:: What you will do ::
Reproduction without pictures: print every entry precisely as written.

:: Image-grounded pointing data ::

+ + + + +

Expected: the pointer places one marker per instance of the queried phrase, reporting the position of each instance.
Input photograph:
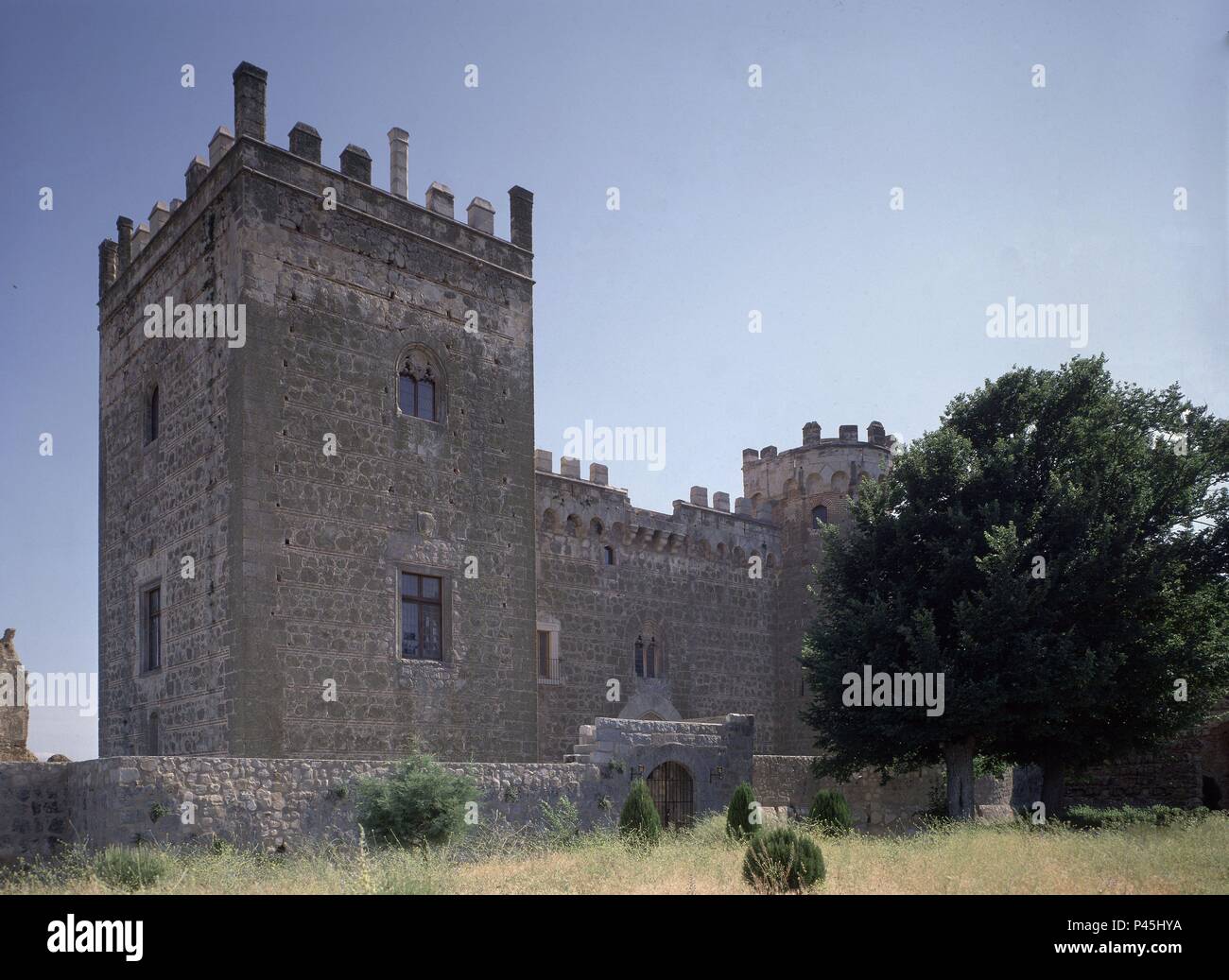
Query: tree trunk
(959, 757)
(1053, 786)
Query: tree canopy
(1058, 549)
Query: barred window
(152, 628)
(418, 387)
(647, 663)
(422, 636)
(151, 415)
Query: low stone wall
(263, 802)
(287, 802)
(36, 807)
(786, 786)
(1171, 776)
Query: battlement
(590, 513)
(123, 262)
(820, 466)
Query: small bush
(737, 815)
(782, 860)
(418, 804)
(131, 868)
(1116, 818)
(639, 822)
(562, 820)
(830, 812)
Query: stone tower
(287, 509)
(798, 490)
(13, 717)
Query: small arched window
(647, 660)
(151, 415)
(418, 387)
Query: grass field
(939, 860)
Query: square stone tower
(316, 487)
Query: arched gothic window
(419, 387)
(647, 657)
(151, 415)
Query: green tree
(830, 812)
(639, 822)
(1058, 549)
(737, 816)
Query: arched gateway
(672, 791)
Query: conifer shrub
(782, 860)
(830, 812)
(418, 804)
(639, 822)
(131, 868)
(737, 816)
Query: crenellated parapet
(595, 515)
(818, 468)
(123, 263)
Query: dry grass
(941, 860)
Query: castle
(335, 536)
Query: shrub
(831, 813)
(1110, 818)
(131, 868)
(419, 803)
(782, 860)
(562, 822)
(639, 822)
(737, 815)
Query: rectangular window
(154, 628)
(422, 616)
(548, 655)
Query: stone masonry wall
(291, 802)
(339, 299)
(680, 578)
(173, 496)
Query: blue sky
(732, 199)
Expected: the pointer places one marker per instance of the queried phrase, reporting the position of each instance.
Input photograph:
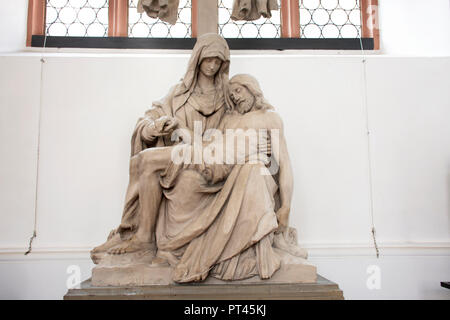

+ + + + +

:: Exercise response ::
Expected: the pointer places one marker per instance of the queried phrase, reporting the position of each instance.
Input photograph:
Query: tree trunk
(959, 757)
(1053, 786)
Query: tree canopy
(1058, 549)
Query: barred window
(152, 628)
(418, 387)
(647, 663)
(422, 636)
(151, 415)
Query: low stone wall
(263, 802)
(287, 802)
(36, 807)
(786, 786)
(1171, 776)
Query: battlement
(590, 513)
(123, 262)
(820, 466)
Query: small bush
(737, 815)
(782, 860)
(418, 804)
(131, 868)
(1116, 818)
(639, 822)
(562, 820)
(830, 812)
Query: stone tower
(287, 509)
(798, 490)
(13, 717)
Query: small arched window
(647, 660)
(151, 415)
(418, 387)
Query: grass field
(939, 860)
Query: square stone tower
(316, 487)
Query: arched gothic window
(419, 387)
(647, 657)
(151, 415)
Query: green tree
(830, 812)
(639, 822)
(1058, 549)
(737, 816)
Query: arched gateway
(672, 791)
Query: conifer shrub
(782, 860)
(830, 812)
(418, 804)
(639, 822)
(131, 868)
(737, 816)
Query: crenellated parapet
(595, 515)
(818, 468)
(123, 263)
Query: dry grass
(941, 860)
Query: castle
(335, 536)
Query: shrub
(831, 813)
(1110, 818)
(131, 868)
(419, 803)
(782, 860)
(562, 822)
(639, 822)
(737, 815)
Query: rectangular window
(154, 628)
(422, 616)
(548, 655)
Query: stone masonry wall
(291, 802)
(339, 299)
(680, 578)
(173, 496)
Query: blue sky
(732, 199)
Expected: the pointer places one marker per instance of the queried phrase, reporting the position of each instance.
Input photograph:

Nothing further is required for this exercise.